The second floor of the Nevada City Hotel


Wednesday, August 22, 2012

Sedman House

One of Montana’s best-kept secrets is the Sedman House, a beautifully furnished territorial period home in Nevada City, now under state ownership and maintained by the Montana Heritage Commission. It originally stood in nearby Junction City where it was one of the first large homes built in the region in 1873. Its builder, Madison County rancher and territorial legislator Oscar Sedman, met an unfortunate end. In 1881 during the legislative session in Helena, he suddenly took ill and died of “black measles,” the tick-born disease we know today as Rocky Mountain spotted fever. Sedman was the first Montana legislator to die during a session. He left a wife and four small children. His colleagues paid him tribute by draping his official chair in black crepe, turning it backwards to face the wall. After Oscar’s death, two of the Sedmans’ four children died. Mrs. Sedman remarried and moved to Missoula.

Sedman House, June 12, 2009
Photo by E.L. Malvaney via Flickr
The Sedmans’ lovely home later became the Junction Hotel. After that, it served as a stable. Charles Bovey disassembled the badly deteriorated building and moved it a mile and a half to Nevada City where he put it back together. The home today is a focal point. The period furnishings include the desk of vigilante prosecutor Wilbur Fisk Sanders and Colonel Charles Broadwater’s personal gold-trimmed bathtub from his private suite at the far-famed Broadwater Hotel. A visit to the Sedman House in Nevada City is well worth it.

List of tasks:
A - Reproduce verbatim the portion of the Sedman House passage starting at "Sedman House, June" and ending at "well worth it.".
B - Render this sentence from the Sedman House passage in Spanish: "Sedman was the first Montana legislator to die during a session."
The data after the Sedman House passage are not needed for any of the work here.

Excerpted data:
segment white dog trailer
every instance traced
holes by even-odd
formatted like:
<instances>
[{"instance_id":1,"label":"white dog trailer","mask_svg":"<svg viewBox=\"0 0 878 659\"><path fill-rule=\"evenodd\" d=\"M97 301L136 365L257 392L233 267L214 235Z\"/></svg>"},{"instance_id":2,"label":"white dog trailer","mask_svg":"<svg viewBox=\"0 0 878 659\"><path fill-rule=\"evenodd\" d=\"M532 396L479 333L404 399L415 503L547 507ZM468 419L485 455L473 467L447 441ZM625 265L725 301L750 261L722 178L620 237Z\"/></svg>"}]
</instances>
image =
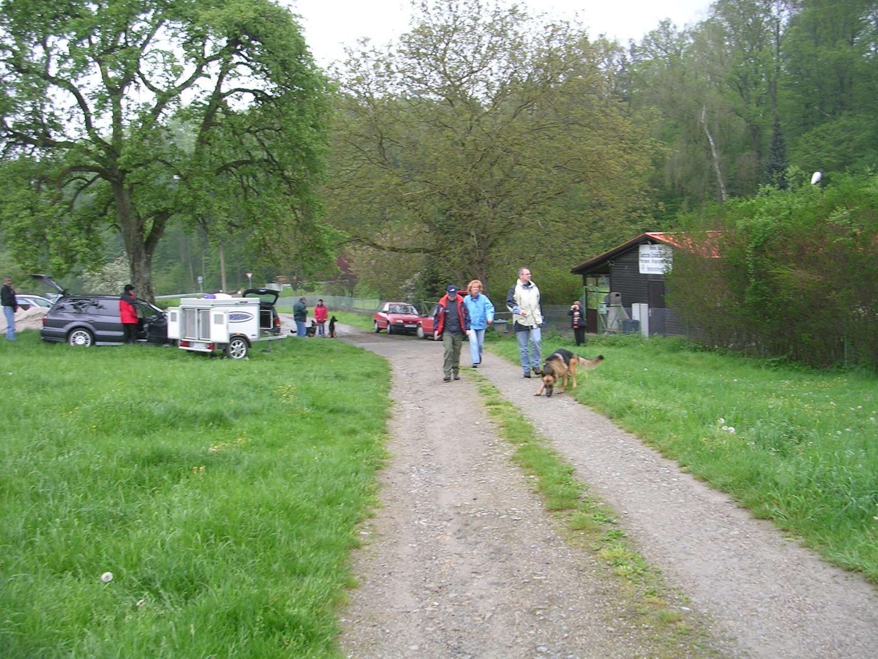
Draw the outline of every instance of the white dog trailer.
<instances>
[{"instance_id":1,"label":"white dog trailer","mask_svg":"<svg viewBox=\"0 0 878 659\"><path fill-rule=\"evenodd\" d=\"M274 328L261 327L260 317L258 298L183 298L168 309L168 338L182 350L221 350L242 359L256 341L284 338Z\"/></svg>"}]
</instances>

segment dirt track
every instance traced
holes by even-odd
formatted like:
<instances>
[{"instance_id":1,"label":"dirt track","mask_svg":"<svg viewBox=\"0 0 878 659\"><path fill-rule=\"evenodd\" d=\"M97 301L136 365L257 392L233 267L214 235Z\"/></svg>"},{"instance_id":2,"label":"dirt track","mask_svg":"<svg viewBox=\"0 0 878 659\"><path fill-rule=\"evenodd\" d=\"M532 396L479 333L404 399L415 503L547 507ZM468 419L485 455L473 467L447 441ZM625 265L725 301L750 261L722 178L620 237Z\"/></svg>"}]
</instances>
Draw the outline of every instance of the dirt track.
<instances>
[{"instance_id":1,"label":"dirt track","mask_svg":"<svg viewBox=\"0 0 878 659\"><path fill-rule=\"evenodd\" d=\"M383 507L358 552L341 638L349 657L656 655L615 585L571 547L491 430L468 381L442 381L442 345L340 327L393 367ZM535 398L534 380L491 354L487 377L623 517L647 560L714 620L718 655L874 659L878 597L770 524L752 518L585 406ZM685 611L685 610L684 610Z\"/></svg>"}]
</instances>

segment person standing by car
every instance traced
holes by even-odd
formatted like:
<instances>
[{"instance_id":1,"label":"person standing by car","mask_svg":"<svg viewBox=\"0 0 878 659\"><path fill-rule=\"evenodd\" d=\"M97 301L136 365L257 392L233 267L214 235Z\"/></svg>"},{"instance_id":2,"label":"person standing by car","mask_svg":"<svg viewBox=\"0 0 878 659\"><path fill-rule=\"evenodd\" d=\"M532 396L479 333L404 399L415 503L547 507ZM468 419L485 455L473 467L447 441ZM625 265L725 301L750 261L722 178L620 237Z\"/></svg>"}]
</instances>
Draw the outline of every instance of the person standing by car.
<instances>
[{"instance_id":1,"label":"person standing by car","mask_svg":"<svg viewBox=\"0 0 878 659\"><path fill-rule=\"evenodd\" d=\"M436 315L433 318L433 338L442 338L444 347L443 354L443 382L448 382L454 375L460 380L460 347L464 337L470 334L470 315L466 311L464 299L457 294L457 286L451 285L436 306Z\"/></svg>"},{"instance_id":2,"label":"person standing by car","mask_svg":"<svg viewBox=\"0 0 878 659\"><path fill-rule=\"evenodd\" d=\"M540 370L540 346L543 335L543 303L540 301L540 289L530 280L530 270L518 269L516 281L506 294L506 307L515 318L515 338L518 341L518 354L522 358L524 377L530 377L530 368L537 375ZM528 342L530 343L529 350Z\"/></svg>"},{"instance_id":3,"label":"person standing by car","mask_svg":"<svg viewBox=\"0 0 878 659\"><path fill-rule=\"evenodd\" d=\"M573 337L576 338L576 344L584 345L586 343L586 328L588 327L588 322L586 320L585 311L583 311L582 307L579 305L579 300L574 301L573 304L571 305L567 315L571 316L570 326L573 328Z\"/></svg>"},{"instance_id":4,"label":"person standing by car","mask_svg":"<svg viewBox=\"0 0 878 659\"><path fill-rule=\"evenodd\" d=\"M125 343L137 343L137 309L134 308L134 286L127 284L119 298L119 315L122 321Z\"/></svg>"},{"instance_id":5,"label":"person standing by car","mask_svg":"<svg viewBox=\"0 0 878 659\"><path fill-rule=\"evenodd\" d=\"M308 330L305 323L308 320L308 308L305 304L305 298L299 298L299 301L292 305L292 319L296 321L296 336L307 337Z\"/></svg>"},{"instance_id":6,"label":"person standing by car","mask_svg":"<svg viewBox=\"0 0 878 659\"><path fill-rule=\"evenodd\" d=\"M482 282L473 279L466 285L468 295L464 296L466 311L470 315L470 357L472 367L482 363L485 351L485 330L493 322L493 305L487 295L482 294Z\"/></svg>"},{"instance_id":7,"label":"person standing by car","mask_svg":"<svg viewBox=\"0 0 878 659\"><path fill-rule=\"evenodd\" d=\"M3 313L6 318L6 340L15 341L15 312L18 310L18 302L15 299L15 289L12 288L12 278L6 275L0 288L0 301L3 302Z\"/></svg>"},{"instance_id":8,"label":"person standing by car","mask_svg":"<svg viewBox=\"0 0 878 659\"><path fill-rule=\"evenodd\" d=\"M318 337L326 336L326 322L328 315L329 312L327 308L323 306L323 301L318 300L317 306L314 307L314 322L317 323Z\"/></svg>"}]
</instances>

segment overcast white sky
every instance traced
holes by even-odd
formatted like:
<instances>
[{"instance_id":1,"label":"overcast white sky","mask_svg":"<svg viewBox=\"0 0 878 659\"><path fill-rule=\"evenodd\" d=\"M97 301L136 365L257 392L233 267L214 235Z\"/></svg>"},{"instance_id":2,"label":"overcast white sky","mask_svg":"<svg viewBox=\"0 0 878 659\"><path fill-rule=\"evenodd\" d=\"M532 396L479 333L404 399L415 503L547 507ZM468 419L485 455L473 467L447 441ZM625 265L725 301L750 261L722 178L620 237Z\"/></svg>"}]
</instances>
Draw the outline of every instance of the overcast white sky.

Response list:
A -
Sedman House, June 12, 2009
Photo by E.L. Malvaney via Flickr
The Sedmans’ lovely home later became the Junction Hotel. After that, it served as a stable. Charles Bovey disassembled the badly deteriorated building and moved it a mile and a half to Nevada City where he put it back together. The home today is a focal point. The period furnishings include the desk of vigilante prosecutor Wilbur Fisk Sanders and Colonel Charles Broadwater’s personal gold-trimmed bathtub from his private suite at the far-famed Broadwater Hotel. A visit to the Sedman House in Nevada City is well worth it.

B - Sedman fue el primer legislador de Montana en morir durante una sesión.